[Document text start]
Lab 2: API Integration Guide¶

Detailed guide for integrating with Reddit and News APIs for sentiment analysis.

Table of Contents¶

Reddit API (PRAW)
News API
Brand Detection
Sentiment Analysis
Data Schema
Best Practices

Reddit API (PRAW)¶

Overview¶

We use PRAW (Python Reddit API Wrapper) to access Reddit's API.

Why Reddit? - ✅ User-generated discussions about brands - ✅ Authentic sentiment (not corporate messaging) - ✅ High engagement signals (upvotes, comments) - ✅ Free API access - ✅ Real-time data

Authentication¶

import praw
import os
from dotenv import load_dotenv

load_dotenv()

reddit = praw.Reddit(
    client_id=os.getenv('REDDIT_CLIENT_ID'),
    client_secret=os.getenv('REDDIT_CLIENT_SECRET'),
    user_agent=os.getenv('REDDIT_USER_AGENT')
)

Rate Limits¶

60 requests per minute
PRAW handles rate limiting automatically
Implements exponential backoff on errors

Search Strategy¶

Basic Search¶

# Search across all subreddits
subreddit = reddit.subreddit('all')

# Search for brand mentions
for post in subreddit.search("Coca-Cola", limit=20, time_filter='month'):
    print(post.title)
[Document text end]
[Material start]
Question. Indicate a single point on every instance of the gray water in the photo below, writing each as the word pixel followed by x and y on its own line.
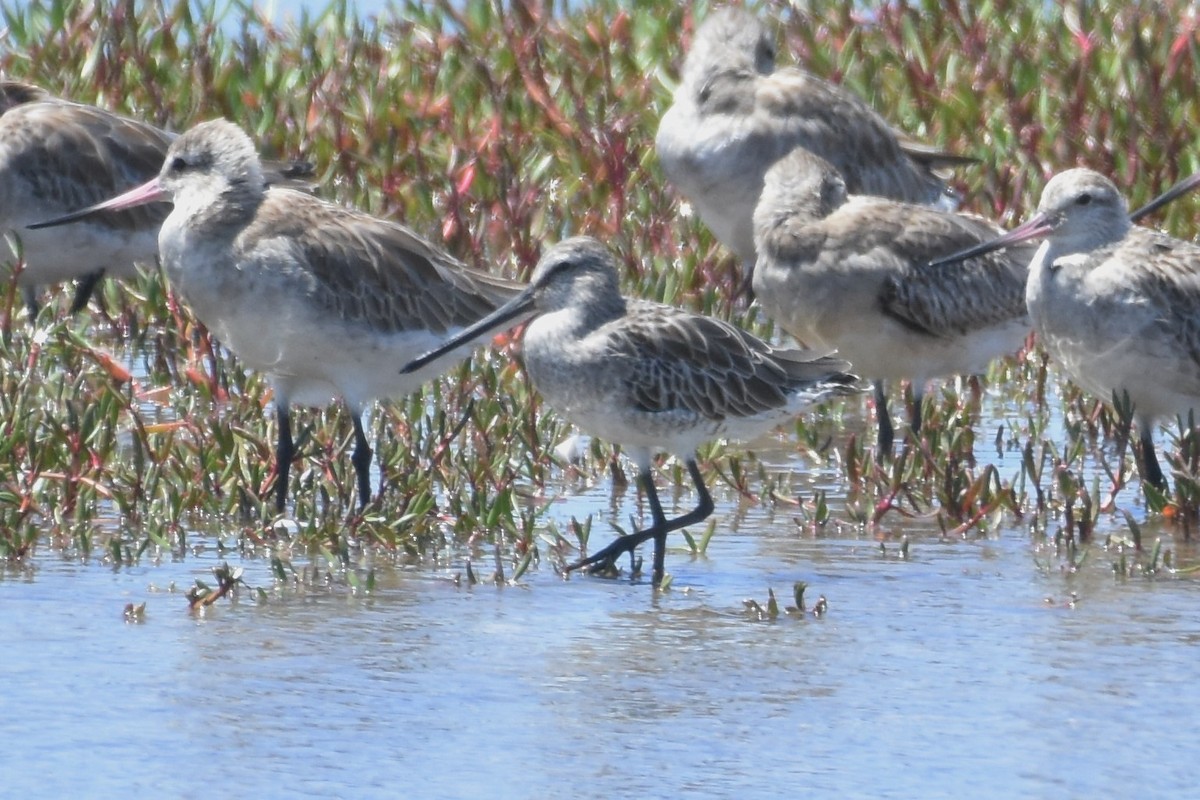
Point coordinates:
pixel 976 666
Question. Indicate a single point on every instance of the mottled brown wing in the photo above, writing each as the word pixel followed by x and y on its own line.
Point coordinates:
pixel 1169 276
pixel 837 125
pixel 958 298
pixel 381 271
pixel 683 361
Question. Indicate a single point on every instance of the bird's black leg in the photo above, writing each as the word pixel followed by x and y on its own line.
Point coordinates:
pixel 84 287
pixel 658 530
pixel 918 407
pixel 285 452
pixel 883 446
pixel 29 294
pixel 1151 471
pixel 361 461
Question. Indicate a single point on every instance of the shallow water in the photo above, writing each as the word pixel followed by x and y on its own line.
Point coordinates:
pixel 973 666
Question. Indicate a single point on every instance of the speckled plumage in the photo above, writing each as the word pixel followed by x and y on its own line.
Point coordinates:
pixel 329 302
pixel 653 377
pixel 852 274
pixel 735 114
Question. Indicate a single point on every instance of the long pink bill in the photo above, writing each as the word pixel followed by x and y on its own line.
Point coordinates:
pixel 1037 226
pixel 1170 194
pixel 149 192
pixel 520 306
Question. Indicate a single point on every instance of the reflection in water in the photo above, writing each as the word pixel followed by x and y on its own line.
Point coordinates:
pixel 965 668
pixel 975 666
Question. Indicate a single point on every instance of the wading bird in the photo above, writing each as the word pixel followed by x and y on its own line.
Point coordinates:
pixel 325 300
pixel 1115 305
pixel 851 274
pixel 649 377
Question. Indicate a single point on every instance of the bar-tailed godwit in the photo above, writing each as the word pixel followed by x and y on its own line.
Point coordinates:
pixel 850 274
pixel 651 377
pixel 735 114
pixel 57 156
pixel 327 301
pixel 1115 305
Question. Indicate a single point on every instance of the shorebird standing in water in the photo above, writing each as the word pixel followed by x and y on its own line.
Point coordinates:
pixel 57 156
pixel 1115 305
pixel 851 272
pixel 649 377
pixel 327 301
pixel 733 115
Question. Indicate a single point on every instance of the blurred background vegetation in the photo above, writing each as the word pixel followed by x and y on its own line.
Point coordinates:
pixel 496 130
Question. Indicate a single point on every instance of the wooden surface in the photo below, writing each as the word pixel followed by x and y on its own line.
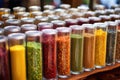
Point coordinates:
pixel 86 74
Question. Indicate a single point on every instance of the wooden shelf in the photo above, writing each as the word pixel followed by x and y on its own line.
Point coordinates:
pixel 86 74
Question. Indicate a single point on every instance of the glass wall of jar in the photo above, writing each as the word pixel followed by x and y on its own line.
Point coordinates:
pixel 77 38
pixel 89 47
pixel 118 42
pixel 28 27
pixel 4 59
pixel 11 29
pixel 17 56
pixel 45 25
pixel 63 52
pixel 14 22
pixel 111 43
pixel 34 55
pixel 49 46
pixel 70 22
pixel 58 23
pixel 100 44
pixel 82 21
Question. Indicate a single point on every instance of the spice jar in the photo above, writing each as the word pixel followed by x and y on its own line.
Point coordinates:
pixel 100 44
pixel 77 39
pixel 63 52
pixel 34 55
pixel 4 59
pixel 28 27
pixel 89 47
pixel 45 25
pixel 118 42
pixel 17 56
pixel 58 23
pixel 70 22
pixel 49 38
pixel 11 29
pixel 111 43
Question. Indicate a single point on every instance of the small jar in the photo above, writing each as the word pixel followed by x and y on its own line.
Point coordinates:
pixel 89 47
pixel 82 21
pixel 45 25
pixel 77 38
pixel 70 22
pixel 49 46
pixel 100 44
pixel 11 29
pixel 63 52
pixel 17 56
pixel 111 43
pixel 34 55
pixel 4 59
pixel 28 27
pixel 13 22
pixel 58 23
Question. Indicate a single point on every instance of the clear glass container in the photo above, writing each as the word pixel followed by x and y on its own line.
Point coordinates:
pixel 17 56
pixel 77 40
pixel 49 47
pixel 28 27
pixel 4 59
pixel 63 52
pixel 34 55
pixel 89 47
[Material end]
Tasks to perform:
1. Echo the API integration guide word for word, starting at "Search Strategy¶" and ending at "print(post.title)".
2. In the API integration guide, what is PRAW short for?
None of the entries are needed for the work here.

Solutions in order:
1.
Search Strategy¶

Basic Search¶

# Search across all subreddits
subreddit = reddit.subreddit('all')

# Search for brand mentions
for post in subreddit.search("Coca-Cola", limit=20, time_filter='month'):
    print(post.title)

2. Python Reddit API Wrapper